╭─ Exercise data
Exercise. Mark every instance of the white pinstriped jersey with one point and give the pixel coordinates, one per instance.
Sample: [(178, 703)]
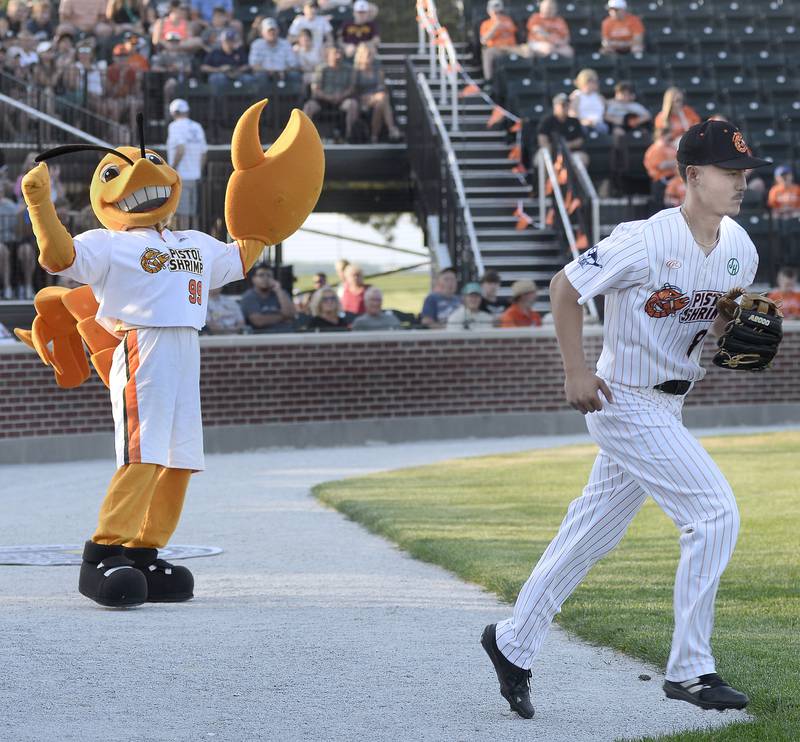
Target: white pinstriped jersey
[(660, 293), (143, 278)]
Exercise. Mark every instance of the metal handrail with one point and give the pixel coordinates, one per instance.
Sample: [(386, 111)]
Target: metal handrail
[(455, 172), (545, 163), (441, 49)]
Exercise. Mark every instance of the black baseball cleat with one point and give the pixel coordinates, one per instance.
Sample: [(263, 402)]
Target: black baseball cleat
[(166, 583), (515, 683), (708, 692), (109, 578)]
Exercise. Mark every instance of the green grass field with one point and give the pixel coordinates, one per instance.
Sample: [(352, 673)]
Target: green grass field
[(403, 291), (488, 519)]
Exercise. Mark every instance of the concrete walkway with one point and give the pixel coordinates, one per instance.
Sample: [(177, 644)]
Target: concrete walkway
[(305, 628)]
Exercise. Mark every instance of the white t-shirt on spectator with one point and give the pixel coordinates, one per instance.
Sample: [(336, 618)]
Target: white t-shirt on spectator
╰─
• [Task]: Transcribe each entry above without alteration, but keep the pictures out.

• [Task response]:
Exercise. Mark every instance of the white pinstriped jersey with one point and give the pixel coordinates, one per instance.
Sample: [(178, 703)]
Target: white pinstriped jersey
[(660, 293), (143, 278)]
Exercise. Mark every instance of the metal handrail with one point and give the pixel coordinates, one per instance.
Sample: [(386, 111)]
Target: metal handrail
[(455, 172), (545, 163), (441, 49)]
Exercise. Mark every instance of the black baseball cleat with one point and give the pixel coordinates, one per instance.
Sample: [(263, 402)]
Target: black baseball cleat
[(166, 583), (515, 683), (708, 692), (109, 578)]
Exercise. Mark every instance of the green grass field with one point and give the pixel coordinates, one per instance.
Sample: [(352, 673)]
Target: green grass field
[(403, 291), (488, 519)]
Exercise. Mark every instance of the concrete walkway with one point and give the pixel coordinates, one per instance.
Sample: [(177, 644)]
Target: concrete walkway
[(305, 628)]
Exercise. Mark every instance of the white t-shirt on spectator with one point and give the pixel coordinates, one per instance.
Sample: [(336, 618)]
Target: white t-shirt on spectator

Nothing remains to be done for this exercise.